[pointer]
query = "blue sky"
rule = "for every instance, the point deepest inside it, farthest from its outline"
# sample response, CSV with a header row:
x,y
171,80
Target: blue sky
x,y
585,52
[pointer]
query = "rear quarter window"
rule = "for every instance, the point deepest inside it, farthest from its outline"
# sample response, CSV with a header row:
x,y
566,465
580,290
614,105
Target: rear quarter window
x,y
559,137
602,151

-------------------------

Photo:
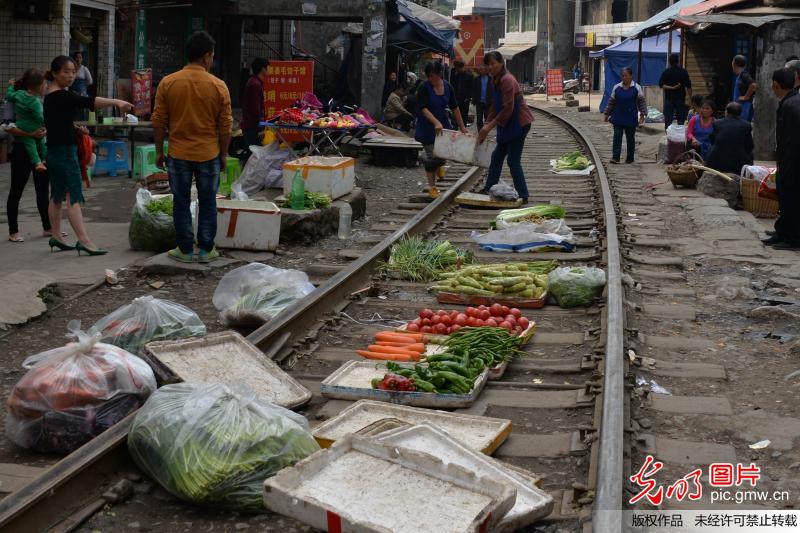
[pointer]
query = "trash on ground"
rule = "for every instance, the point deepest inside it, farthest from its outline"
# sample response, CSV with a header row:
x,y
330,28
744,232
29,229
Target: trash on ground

-------------------------

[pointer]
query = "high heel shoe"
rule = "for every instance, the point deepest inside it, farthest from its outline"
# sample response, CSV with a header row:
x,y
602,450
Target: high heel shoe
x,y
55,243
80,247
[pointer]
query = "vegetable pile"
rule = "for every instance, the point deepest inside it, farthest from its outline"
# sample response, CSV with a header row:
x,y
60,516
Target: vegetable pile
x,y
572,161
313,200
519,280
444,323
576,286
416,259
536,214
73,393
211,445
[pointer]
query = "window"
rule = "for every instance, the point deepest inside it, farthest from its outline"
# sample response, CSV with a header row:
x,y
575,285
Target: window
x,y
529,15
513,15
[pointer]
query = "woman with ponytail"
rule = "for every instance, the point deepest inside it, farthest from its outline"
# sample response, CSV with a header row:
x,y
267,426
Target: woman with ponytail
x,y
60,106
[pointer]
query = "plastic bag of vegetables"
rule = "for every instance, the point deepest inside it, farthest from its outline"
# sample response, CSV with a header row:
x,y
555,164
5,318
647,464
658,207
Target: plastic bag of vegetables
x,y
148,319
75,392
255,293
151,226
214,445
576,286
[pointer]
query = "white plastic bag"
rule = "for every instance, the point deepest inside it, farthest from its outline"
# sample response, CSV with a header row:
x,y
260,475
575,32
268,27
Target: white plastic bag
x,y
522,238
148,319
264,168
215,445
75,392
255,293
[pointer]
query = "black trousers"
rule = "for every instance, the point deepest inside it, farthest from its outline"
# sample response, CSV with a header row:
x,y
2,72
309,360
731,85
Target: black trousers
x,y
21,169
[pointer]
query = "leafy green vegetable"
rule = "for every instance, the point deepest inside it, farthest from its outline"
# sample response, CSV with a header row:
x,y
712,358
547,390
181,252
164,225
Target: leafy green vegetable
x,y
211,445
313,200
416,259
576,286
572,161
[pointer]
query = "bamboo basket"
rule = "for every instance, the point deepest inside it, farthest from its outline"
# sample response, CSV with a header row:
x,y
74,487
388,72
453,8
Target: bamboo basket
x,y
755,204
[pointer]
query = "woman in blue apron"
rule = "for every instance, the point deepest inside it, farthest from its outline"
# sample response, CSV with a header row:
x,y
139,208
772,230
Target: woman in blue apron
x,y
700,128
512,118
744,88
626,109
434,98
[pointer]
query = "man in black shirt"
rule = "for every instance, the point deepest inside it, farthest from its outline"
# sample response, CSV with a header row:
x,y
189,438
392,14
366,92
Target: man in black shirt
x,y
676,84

-------------------------

Goal of the exercise →
Scan the material and collect every line that contains "trash".

Written solution →
query = "trash on ground"
Target: trash on ground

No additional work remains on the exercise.